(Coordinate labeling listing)
########################################
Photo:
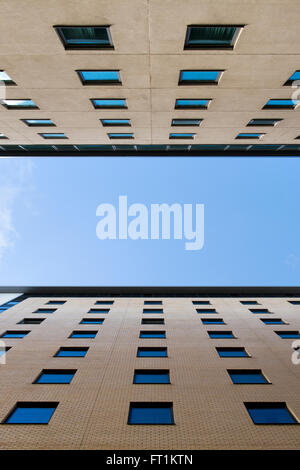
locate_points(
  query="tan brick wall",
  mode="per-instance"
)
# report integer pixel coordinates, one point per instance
(93, 409)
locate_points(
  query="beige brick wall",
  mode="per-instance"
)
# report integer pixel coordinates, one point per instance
(93, 410)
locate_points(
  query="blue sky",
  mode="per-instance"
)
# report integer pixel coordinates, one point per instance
(48, 221)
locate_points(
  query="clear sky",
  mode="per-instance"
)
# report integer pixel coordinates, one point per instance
(48, 221)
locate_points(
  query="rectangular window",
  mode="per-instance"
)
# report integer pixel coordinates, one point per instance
(39, 412)
(200, 77)
(232, 352)
(55, 376)
(31, 321)
(83, 334)
(181, 136)
(186, 122)
(281, 104)
(90, 321)
(270, 413)
(4, 77)
(151, 376)
(115, 122)
(19, 104)
(247, 376)
(288, 334)
(109, 103)
(120, 136)
(220, 334)
(212, 36)
(85, 37)
(53, 135)
(247, 135)
(192, 103)
(71, 352)
(152, 334)
(263, 122)
(152, 352)
(38, 122)
(273, 321)
(153, 310)
(213, 321)
(151, 413)
(15, 334)
(99, 77)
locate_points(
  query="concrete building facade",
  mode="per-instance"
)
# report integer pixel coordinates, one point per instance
(210, 410)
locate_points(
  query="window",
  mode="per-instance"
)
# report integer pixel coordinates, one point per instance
(148, 376)
(39, 412)
(31, 321)
(220, 334)
(71, 352)
(192, 103)
(245, 135)
(247, 376)
(19, 104)
(273, 321)
(152, 352)
(206, 310)
(288, 334)
(109, 103)
(115, 122)
(181, 136)
(259, 310)
(99, 310)
(263, 122)
(38, 122)
(152, 334)
(99, 77)
(295, 76)
(15, 334)
(90, 321)
(120, 136)
(270, 413)
(151, 413)
(83, 334)
(186, 122)
(232, 352)
(281, 104)
(45, 310)
(4, 77)
(85, 37)
(153, 321)
(200, 77)
(53, 135)
(212, 36)
(55, 376)
(153, 310)
(213, 321)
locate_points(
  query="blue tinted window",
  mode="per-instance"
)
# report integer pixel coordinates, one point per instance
(32, 413)
(247, 376)
(109, 103)
(199, 76)
(56, 377)
(152, 334)
(152, 352)
(71, 352)
(151, 377)
(270, 413)
(232, 352)
(150, 413)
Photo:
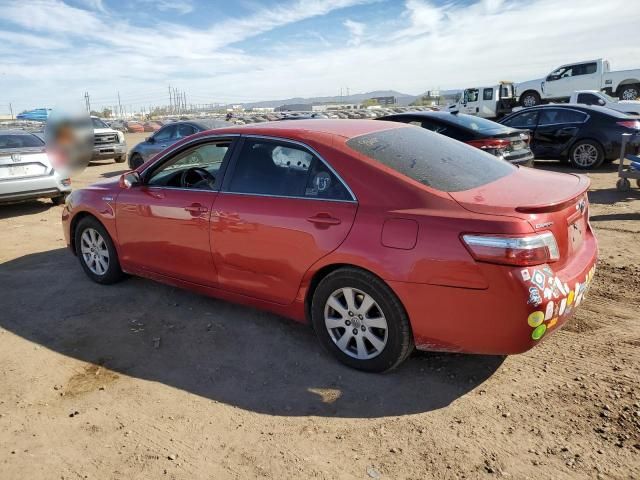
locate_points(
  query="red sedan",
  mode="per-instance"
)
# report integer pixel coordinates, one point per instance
(384, 236)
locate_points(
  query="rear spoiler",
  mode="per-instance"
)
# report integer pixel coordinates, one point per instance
(583, 186)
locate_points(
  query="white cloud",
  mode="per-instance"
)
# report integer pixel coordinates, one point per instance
(356, 30)
(426, 46)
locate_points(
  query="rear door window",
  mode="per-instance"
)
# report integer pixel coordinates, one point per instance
(523, 120)
(269, 167)
(554, 116)
(433, 160)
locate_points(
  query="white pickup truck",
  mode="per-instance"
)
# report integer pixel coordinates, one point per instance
(589, 75)
(594, 97)
(486, 102)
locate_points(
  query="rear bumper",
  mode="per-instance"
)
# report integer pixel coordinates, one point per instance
(45, 186)
(507, 318)
(109, 151)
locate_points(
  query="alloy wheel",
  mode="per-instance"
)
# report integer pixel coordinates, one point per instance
(585, 155)
(94, 251)
(356, 323)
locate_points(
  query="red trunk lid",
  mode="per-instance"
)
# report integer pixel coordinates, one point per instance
(549, 201)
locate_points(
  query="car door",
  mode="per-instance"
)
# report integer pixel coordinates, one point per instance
(163, 224)
(281, 209)
(557, 127)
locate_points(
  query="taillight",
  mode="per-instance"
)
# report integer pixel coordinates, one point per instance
(632, 124)
(490, 144)
(523, 250)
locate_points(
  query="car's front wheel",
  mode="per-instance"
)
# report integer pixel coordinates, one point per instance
(359, 319)
(586, 154)
(96, 252)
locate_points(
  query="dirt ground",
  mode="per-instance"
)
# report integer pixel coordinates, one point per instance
(142, 380)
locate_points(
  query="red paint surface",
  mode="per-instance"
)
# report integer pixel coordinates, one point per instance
(264, 251)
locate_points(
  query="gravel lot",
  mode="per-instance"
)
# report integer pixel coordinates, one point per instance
(142, 380)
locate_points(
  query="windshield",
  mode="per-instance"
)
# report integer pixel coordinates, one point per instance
(431, 159)
(97, 123)
(19, 140)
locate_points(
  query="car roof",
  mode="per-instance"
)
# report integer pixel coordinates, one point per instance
(301, 128)
(580, 107)
(15, 131)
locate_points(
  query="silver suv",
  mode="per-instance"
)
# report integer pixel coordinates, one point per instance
(26, 171)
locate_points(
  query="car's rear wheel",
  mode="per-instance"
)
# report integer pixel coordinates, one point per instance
(587, 154)
(530, 99)
(135, 161)
(59, 200)
(96, 252)
(359, 319)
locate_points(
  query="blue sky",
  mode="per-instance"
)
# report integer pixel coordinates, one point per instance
(235, 51)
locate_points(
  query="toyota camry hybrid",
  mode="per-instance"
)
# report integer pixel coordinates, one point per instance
(384, 236)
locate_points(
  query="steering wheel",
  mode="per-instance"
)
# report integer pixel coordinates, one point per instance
(187, 177)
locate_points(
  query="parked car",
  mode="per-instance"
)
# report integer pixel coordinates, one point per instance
(107, 142)
(26, 172)
(589, 75)
(593, 97)
(503, 142)
(584, 135)
(382, 235)
(168, 135)
(487, 102)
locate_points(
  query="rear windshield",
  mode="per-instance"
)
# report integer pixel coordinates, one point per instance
(19, 140)
(431, 159)
(474, 123)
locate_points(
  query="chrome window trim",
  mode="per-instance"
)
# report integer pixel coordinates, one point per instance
(354, 199)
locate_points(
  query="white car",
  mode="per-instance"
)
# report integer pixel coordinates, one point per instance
(589, 75)
(25, 170)
(107, 142)
(486, 102)
(593, 97)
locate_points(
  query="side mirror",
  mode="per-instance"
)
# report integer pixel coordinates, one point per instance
(130, 180)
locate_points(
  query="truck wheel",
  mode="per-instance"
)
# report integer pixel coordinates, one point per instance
(530, 99)
(586, 154)
(629, 92)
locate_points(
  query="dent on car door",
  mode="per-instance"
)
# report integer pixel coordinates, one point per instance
(280, 210)
(163, 224)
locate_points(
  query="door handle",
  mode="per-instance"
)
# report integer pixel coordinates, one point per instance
(324, 219)
(196, 209)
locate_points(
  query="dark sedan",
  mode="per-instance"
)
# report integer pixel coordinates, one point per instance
(168, 135)
(584, 135)
(507, 143)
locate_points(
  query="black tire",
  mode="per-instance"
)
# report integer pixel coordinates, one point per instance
(399, 337)
(576, 159)
(113, 272)
(135, 161)
(59, 200)
(530, 99)
(629, 92)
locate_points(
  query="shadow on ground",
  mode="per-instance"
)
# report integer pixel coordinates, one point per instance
(224, 352)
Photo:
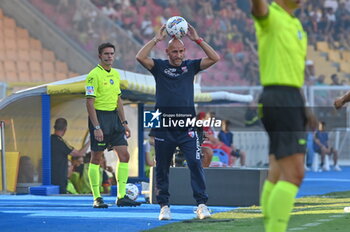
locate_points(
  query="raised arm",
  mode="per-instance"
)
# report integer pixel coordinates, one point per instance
(122, 118)
(339, 102)
(212, 56)
(143, 55)
(259, 8)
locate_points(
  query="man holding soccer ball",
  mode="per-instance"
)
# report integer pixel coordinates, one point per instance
(175, 94)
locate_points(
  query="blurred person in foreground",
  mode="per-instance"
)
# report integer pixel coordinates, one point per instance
(107, 125)
(282, 44)
(175, 94)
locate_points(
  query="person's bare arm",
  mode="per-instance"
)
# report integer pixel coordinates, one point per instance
(339, 102)
(143, 55)
(212, 56)
(122, 116)
(93, 118)
(260, 8)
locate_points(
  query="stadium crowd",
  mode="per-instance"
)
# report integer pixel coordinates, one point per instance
(225, 24)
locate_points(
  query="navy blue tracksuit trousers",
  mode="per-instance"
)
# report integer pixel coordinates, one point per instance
(165, 143)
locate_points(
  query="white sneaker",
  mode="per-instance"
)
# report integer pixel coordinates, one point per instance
(337, 168)
(165, 213)
(203, 212)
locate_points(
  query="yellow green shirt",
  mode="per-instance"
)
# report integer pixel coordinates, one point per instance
(282, 47)
(104, 86)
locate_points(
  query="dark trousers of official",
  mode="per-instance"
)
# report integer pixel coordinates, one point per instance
(165, 144)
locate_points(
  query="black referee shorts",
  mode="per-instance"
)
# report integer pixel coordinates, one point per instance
(282, 111)
(113, 131)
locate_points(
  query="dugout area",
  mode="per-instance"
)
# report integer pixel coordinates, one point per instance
(29, 116)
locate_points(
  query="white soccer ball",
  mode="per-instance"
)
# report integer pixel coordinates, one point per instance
(132, 191)
(176, 27)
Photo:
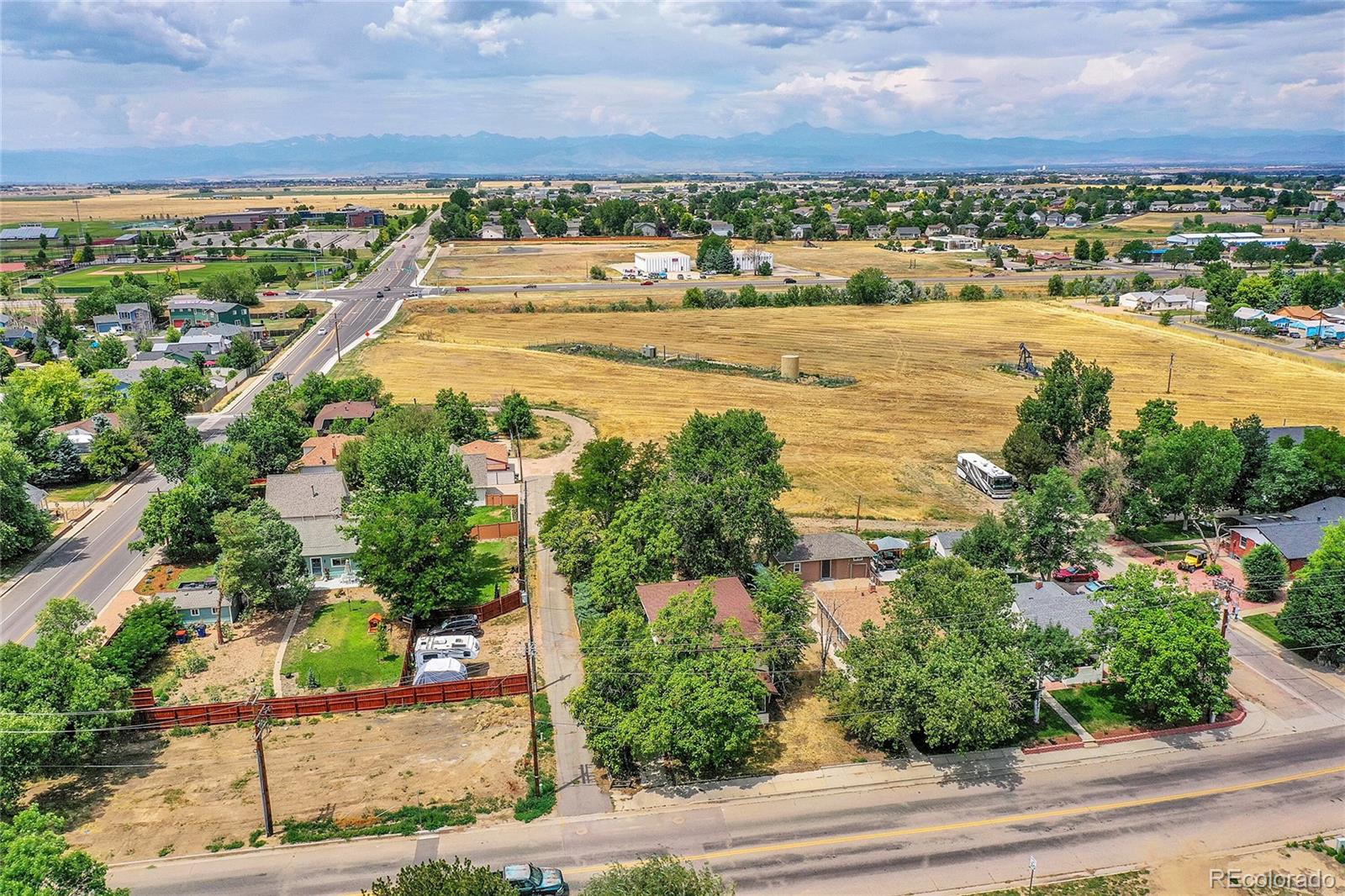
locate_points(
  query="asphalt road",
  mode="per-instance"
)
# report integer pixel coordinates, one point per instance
(975, 828)
(93, 562)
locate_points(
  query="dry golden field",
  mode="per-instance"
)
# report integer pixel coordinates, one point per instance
(926, 387)
(177, 203)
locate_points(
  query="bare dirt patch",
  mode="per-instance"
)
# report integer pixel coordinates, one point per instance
(182, 793)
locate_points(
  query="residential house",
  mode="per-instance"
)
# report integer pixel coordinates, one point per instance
(499, 472)
(825, 556)
(1295, 533)
(134, 318)
(192, 313)
(202, 606)
(313, 501)
(323, 451)
(81, 432)
(107, 324)
(942, 542)
(343, 410)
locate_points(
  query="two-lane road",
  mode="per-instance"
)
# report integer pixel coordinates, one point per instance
(94, 562)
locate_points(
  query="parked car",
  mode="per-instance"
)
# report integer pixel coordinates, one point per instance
(530, 878)
(1075, 573)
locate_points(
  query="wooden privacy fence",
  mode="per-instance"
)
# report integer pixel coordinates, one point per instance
(350, 701)
(495, 530)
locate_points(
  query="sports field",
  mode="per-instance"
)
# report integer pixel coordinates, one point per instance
(927, 387)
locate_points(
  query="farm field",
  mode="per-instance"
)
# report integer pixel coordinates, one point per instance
(174, 203)
(927, 387)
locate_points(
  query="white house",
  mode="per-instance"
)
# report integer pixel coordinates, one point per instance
(662, 262)
(748, 260)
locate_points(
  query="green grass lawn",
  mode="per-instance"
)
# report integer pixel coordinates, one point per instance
(1266, 625)
(84, 492)
(1052, 725)
(1100, 708)
(336, 646)
(484, 515)
(497, 560)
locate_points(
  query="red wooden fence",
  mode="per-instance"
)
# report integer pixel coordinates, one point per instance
(350, 701)
(495, 530)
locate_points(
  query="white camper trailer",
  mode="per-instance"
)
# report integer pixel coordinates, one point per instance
(435, 672)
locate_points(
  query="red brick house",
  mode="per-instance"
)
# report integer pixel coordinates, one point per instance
(1295, 533)
(829, 555)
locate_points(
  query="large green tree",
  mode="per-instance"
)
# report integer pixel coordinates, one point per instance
(1163, 642)
(1071, 401)
(414, 556)
(261, 559)
(35, 860)
(1315, 614)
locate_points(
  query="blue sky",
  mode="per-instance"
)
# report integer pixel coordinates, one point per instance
(87, 74)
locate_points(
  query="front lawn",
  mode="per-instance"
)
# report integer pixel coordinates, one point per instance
(338, 649)
(486, 515)
(1266, 625)
(78, 494)
(1102, 709)
(495, 561)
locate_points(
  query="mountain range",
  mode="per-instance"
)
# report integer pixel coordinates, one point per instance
(799, 148)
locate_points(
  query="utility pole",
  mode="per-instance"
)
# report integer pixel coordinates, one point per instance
(531, 712)
(261, 724)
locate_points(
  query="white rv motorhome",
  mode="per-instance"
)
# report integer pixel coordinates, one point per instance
(985, 475)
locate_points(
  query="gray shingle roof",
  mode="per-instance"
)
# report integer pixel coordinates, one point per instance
(320, 537)
(826, 546)
(315, 492)
(1053, 604)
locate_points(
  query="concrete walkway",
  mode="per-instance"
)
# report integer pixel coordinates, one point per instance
(1047, 697)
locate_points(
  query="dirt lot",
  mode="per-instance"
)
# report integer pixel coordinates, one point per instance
(182, 793)
(927, 387)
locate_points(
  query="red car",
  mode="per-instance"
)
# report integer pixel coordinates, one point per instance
(1075, 573)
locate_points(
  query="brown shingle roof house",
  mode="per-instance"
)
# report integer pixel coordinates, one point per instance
(497, 454)
(731, 600)
(343, 410)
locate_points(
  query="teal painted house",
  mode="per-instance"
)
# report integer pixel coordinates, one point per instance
(198, 606)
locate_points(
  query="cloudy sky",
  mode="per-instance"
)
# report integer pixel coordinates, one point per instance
(87, 73)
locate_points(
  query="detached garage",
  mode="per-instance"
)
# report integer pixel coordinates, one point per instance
(831, 555)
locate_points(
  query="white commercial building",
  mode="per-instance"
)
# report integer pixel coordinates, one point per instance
(748, 260)
(662, 262)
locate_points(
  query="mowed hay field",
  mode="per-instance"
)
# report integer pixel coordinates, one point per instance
(926, 387)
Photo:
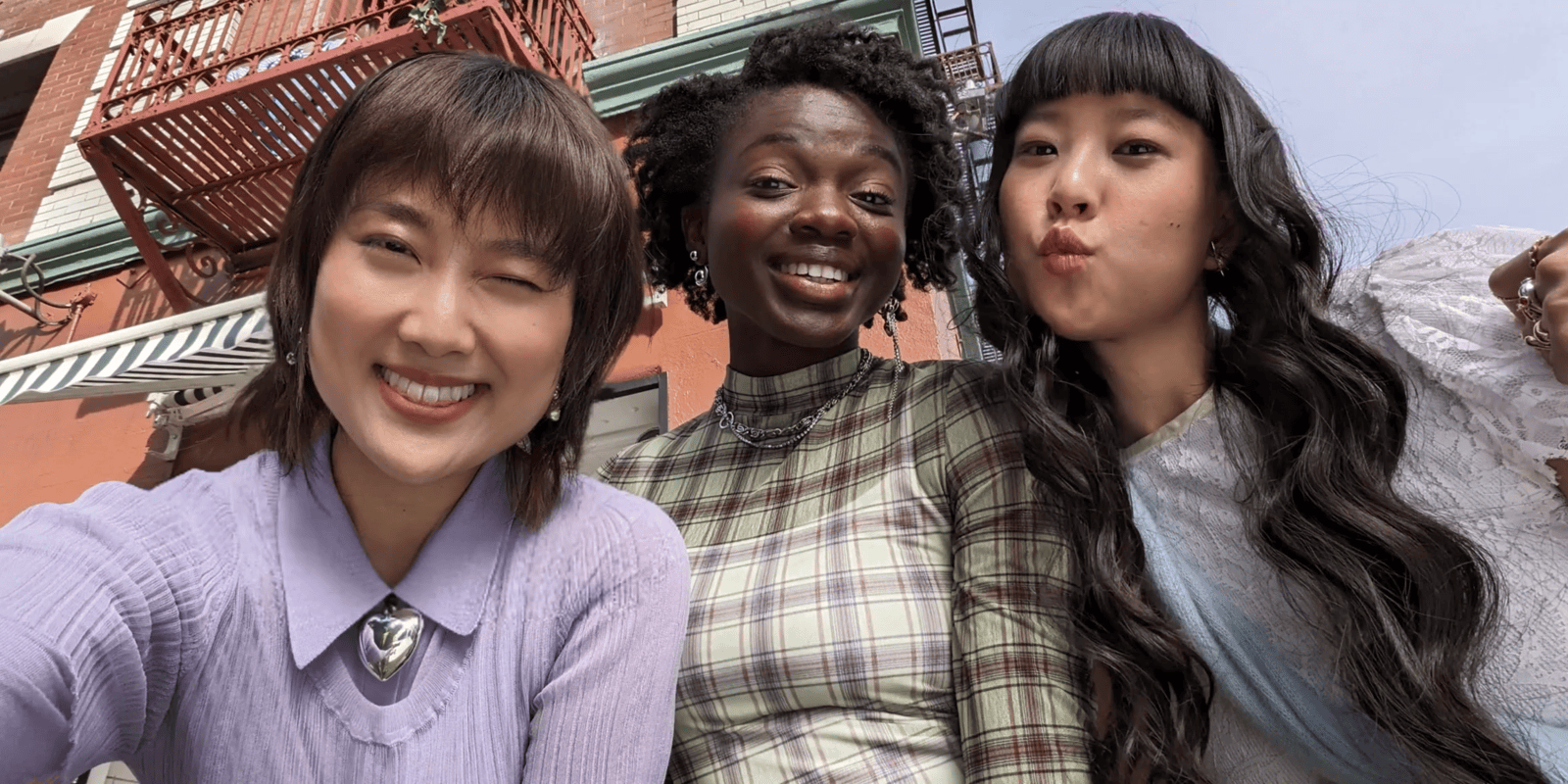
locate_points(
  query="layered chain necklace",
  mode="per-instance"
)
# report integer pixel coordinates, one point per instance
(388, 637)
(786, 436)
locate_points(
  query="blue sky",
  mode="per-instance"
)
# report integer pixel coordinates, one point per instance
(1408, 117)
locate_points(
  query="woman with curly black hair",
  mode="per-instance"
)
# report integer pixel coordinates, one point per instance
(1274, 588)
(852, 521)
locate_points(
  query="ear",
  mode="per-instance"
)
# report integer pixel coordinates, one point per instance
(694, 223)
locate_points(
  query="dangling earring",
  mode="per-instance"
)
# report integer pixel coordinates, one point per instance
(290, 358)
(698, 273)
(891, 310)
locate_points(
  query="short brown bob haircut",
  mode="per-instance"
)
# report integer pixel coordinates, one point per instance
(482, 133)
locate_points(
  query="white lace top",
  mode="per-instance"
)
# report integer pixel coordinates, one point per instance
(1486, 416)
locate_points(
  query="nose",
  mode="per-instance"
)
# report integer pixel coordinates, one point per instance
(439, 318)
(823, 214)
(1074, 190)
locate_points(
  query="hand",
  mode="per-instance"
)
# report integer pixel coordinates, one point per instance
(1551, 292)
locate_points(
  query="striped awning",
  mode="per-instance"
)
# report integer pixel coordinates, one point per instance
(212, 347)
########################################
▶ [Do this] Gather every line from the listing above that contains the word "black".

▶ [The response]
  query="black tire",
  query="black referee shorts",
  query="woman with curly black hair",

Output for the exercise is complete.